■ STATED GOAL
In the listing below, take everything from the line containing "of the column" down to the line containing "column 88, row 329", both lines included, and lay them out as a JSON list of strings with one string per line.

Dataset entries
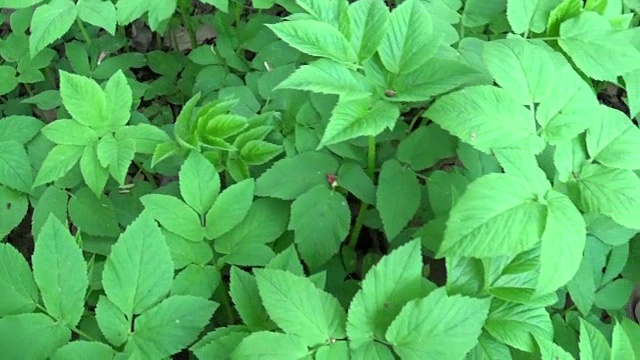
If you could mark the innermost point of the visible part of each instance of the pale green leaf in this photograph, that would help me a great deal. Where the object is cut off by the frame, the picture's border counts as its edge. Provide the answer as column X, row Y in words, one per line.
column 563, row 243
column 409, row 40
column 488, row 118
column 94, row 174
column 19, row 291
column 271, row 345
column 293, row 176
column 243, row 289
column 113, row 323
column 396, row 197
column 58, row 163
column 15, row 166
column 199, row 182
column 593, row 344
column 316, row 38
column 118, row 97
column 418, row 332
column 320, row 219
column 69, row 132
column 139, row 271
column 98, row 13
column 497, row 215
column 612, row 192
column 599, row 51
column 529, row 14
column 523, row 69
column 170, row 326
column 230, row 207
column 84, row 100
column 386, row 288
column 31, row 336
column 60, row 271
column 327, row 77
column 516, row 324
column 300, row 308
column 360, row 116
column 369, row 22
column 174, row 215
column 614, row 140
column 50, row 22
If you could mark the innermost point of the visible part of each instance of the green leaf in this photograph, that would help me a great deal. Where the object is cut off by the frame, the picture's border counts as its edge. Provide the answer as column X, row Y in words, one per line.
column 300, row 308
column 170, row 326
column 199, row 182
column 529, row 15
column 386, row 288
column 599, row 51
column 15, row 167
column 19, row 128
column 612, row 192
column 396, row 197
column 58, row 163
column 50, row 22
column 8, row 79
column 196, row 280
column 497, row 215
column 93, row 173
column 265, row 344
column 19, row 291
column 117, row 155
column 516, row 325
column 84, row 100
column 327, row 77
column 409, row 40
column 522, row 68
column 621, row 345
column 139, row 271
column 243, row 289
column 434, row 77
column 80, row 348
column 316, row 38
column 174, row 215
column 113, row 323
column 614, row 140
column 69, row 132
column 319, row 211
column 98, row 13
column 563, row 243
column 419, row 332
column 31, row 336
column 293, row 176
column 265, row 222
column 569, row 108
column 593, row 345
column 230, row 207
column 360, row 116
column 60, row 271
column 488, row 118
column 118, row 98
column 93, row 215
column 258, row 152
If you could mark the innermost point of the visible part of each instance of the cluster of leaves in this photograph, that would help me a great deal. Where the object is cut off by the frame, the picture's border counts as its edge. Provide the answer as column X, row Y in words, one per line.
column 354, row 180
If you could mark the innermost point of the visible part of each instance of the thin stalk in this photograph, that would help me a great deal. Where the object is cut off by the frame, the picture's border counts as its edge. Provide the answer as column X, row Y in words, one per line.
column 371, row 169
column 83, row 30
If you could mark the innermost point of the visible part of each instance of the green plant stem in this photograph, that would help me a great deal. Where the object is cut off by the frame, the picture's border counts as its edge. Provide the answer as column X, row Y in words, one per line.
column 72, row 328
column 187, row 23
column 83, row 30
column 371, row 169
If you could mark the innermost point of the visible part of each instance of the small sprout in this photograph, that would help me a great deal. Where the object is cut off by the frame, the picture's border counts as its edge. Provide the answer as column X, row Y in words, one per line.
column 332, row 180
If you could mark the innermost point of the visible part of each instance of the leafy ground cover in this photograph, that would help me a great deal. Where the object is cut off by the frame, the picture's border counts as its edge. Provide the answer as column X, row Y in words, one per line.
column 319, row 179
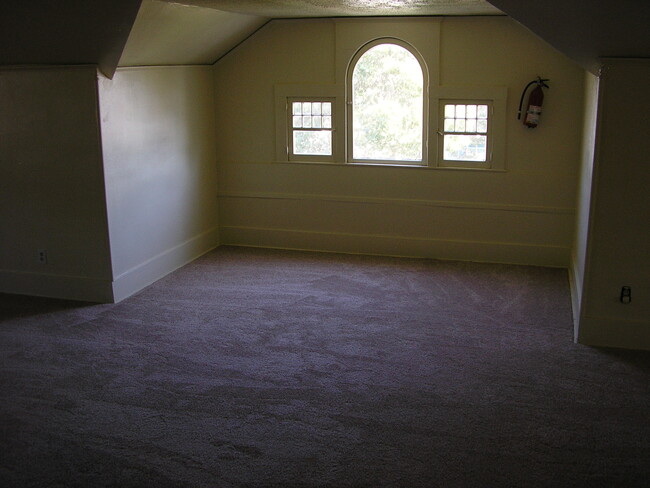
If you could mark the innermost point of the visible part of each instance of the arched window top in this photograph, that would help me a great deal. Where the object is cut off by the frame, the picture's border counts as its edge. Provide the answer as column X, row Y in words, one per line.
column 387, row 92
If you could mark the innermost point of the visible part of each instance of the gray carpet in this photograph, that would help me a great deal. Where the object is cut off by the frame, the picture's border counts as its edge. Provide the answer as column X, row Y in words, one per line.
column 262, row 368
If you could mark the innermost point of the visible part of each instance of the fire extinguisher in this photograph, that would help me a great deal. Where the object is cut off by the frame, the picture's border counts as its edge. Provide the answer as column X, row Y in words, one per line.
column 535, row 100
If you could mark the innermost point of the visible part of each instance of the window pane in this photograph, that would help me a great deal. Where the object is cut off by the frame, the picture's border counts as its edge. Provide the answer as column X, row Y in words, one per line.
column 461, row 147
column 387, row 103
column 315, row 143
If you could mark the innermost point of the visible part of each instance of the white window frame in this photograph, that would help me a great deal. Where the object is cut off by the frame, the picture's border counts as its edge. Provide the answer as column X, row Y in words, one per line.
column 291, row 129
column 349, row 103
column 489, row 135
column 495, row 98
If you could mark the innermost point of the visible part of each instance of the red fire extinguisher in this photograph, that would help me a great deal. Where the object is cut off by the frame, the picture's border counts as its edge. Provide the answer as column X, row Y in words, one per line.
column 535, row 100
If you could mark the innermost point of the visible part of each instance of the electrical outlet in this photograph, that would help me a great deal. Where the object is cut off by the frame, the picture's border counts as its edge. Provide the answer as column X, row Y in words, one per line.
column 626, row 294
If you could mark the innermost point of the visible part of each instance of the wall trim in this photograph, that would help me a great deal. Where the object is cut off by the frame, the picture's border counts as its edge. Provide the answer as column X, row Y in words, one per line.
column 385, row 245
column 575, row 288
column 398, row 201
column 142, row 275
column 56, row 286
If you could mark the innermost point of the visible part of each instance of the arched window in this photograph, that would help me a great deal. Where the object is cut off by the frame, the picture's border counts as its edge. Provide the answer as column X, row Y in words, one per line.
column 387, row 104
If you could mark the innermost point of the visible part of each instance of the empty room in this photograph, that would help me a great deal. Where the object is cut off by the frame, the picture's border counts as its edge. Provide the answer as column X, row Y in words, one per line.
column 300, row 243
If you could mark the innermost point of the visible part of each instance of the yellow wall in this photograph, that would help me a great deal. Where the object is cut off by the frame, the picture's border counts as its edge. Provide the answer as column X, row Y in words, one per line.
column 618, row 243
column 522, row 215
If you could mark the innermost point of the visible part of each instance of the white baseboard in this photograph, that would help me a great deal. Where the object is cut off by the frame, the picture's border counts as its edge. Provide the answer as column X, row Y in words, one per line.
column 494, row 252
column 144, row 274
column 56, row 286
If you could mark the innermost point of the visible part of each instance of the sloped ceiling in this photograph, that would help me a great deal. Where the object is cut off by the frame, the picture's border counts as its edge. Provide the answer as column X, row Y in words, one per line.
column 167, row 33
column 586, row 30
column 49, row 32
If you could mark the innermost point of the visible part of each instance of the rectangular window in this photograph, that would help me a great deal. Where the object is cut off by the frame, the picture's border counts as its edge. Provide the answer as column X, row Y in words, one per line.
column 466, row 129
column 311, row 125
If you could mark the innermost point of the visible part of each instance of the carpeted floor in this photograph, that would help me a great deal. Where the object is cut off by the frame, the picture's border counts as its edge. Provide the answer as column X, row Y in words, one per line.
column 262, row 368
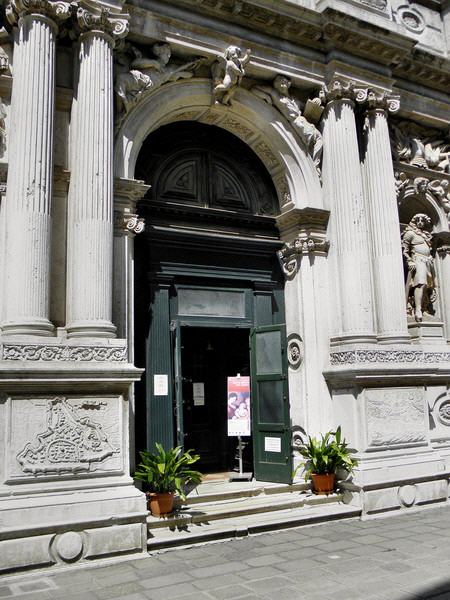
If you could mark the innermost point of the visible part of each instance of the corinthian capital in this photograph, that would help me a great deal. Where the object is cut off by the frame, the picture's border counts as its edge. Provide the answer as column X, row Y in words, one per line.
column 338, row 89
column 90, row 18
column 55, row 10
column 371, row 99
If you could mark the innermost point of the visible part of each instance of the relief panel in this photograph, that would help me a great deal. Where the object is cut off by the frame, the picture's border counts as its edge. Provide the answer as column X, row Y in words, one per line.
column 64, row 436
column 395, row 417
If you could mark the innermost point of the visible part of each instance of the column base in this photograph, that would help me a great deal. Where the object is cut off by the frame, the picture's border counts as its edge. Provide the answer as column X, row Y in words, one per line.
column 28, row 327
column 88, row 329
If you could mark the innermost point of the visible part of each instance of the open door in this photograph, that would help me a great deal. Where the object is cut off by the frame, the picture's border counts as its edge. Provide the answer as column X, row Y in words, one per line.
column 271, row 424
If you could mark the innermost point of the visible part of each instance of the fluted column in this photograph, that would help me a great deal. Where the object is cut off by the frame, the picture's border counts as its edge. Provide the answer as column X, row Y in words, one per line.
column 343, row 190
column 26, row 291
column 386, row 252
column 90, row 220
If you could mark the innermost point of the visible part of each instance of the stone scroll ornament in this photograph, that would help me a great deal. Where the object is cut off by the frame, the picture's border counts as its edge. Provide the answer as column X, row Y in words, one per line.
column 72, row 442
column 137, row 74
column 420, row 146
column 279, row 96
column 227, row 73
column 420, row 281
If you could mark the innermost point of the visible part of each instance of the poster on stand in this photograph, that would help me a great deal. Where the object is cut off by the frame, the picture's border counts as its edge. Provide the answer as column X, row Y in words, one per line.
column 238, row 406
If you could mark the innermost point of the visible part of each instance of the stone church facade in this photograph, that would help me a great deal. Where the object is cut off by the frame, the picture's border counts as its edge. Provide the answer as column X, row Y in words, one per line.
column 180, row 180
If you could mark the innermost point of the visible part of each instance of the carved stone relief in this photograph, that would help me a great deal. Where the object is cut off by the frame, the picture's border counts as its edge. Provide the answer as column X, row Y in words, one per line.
column 395, row 417
column 278, row 95
column 421, row 280
column 227, row 73
column 304, row 244
column 420, row 146
column 137, row 74
column 37, row 352
column 54, row 436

■ ANSWER TO THIS EXERCISE
[
  "If you could mark the innermost point of the visible part of each instance of the column base in this photograph, that would help me a great deal. Where the object is cut off by the frame, the picture's border counts as its edge. Provide the answer as column X, row Y in words, one per line.",
  "column 28, row 327",
  "column 88, row 329"
]